Start of Working data
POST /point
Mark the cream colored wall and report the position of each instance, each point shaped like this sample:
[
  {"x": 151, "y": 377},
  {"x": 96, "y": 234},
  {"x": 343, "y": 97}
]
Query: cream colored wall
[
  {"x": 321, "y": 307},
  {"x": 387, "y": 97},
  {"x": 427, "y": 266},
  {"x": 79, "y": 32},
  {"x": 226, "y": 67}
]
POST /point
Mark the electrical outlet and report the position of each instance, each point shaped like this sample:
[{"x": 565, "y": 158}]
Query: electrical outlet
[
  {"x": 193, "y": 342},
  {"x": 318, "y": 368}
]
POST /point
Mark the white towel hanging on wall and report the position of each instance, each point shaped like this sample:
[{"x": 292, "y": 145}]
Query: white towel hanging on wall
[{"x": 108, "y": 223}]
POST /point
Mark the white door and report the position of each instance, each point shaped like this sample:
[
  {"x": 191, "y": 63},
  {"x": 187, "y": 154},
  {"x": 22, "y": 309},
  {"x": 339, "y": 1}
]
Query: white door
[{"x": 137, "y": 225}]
End of Working data
Task brief: Copy each line of the data above without altering a single character.

Result:
POST /point
Mark the cream colored wall and report the position of each instance, each point shaped like this sample:
[
  {"x": 151, "y": 377},
  {"x": 96, "y": 234},
  {"x": 343, "y": 97}
]
Query: cream colored wall
[
  {"x": 321, "y": 307},
  {"x": 387, "y": 97},
  {"x": 427, "y": 266},
  {"x": 79, "y": 32},
  {"x": 226, "y": 67}
]
POST /point
Mark the electrical outlet and report the position of each instance, each point shaped like this sample:
[{"x": 565, "y": 158}]
Query: electrical outlet
[
  {"x": 193, "y": 342},
  {"x": 318, "y": 368}
]
POST /point
Mark the white towel hanging on wall and report the position of each instance, each point shaped like this sample:
[{"x": 292, "y": 145}]
Query: white towel hanging on wall
[{"x": 108, "y": 223}]
POST /point
Mark the white door and report the position of each instance, each point shaped like this sample:
[
  {"x": 191, "y": 63},
  {"x": 187, "y": 154},
  {"x": 22, "y": 309},
  {"x": 339, "y": 1}
]
Query: white door
[{"x": 137, "y": 225}]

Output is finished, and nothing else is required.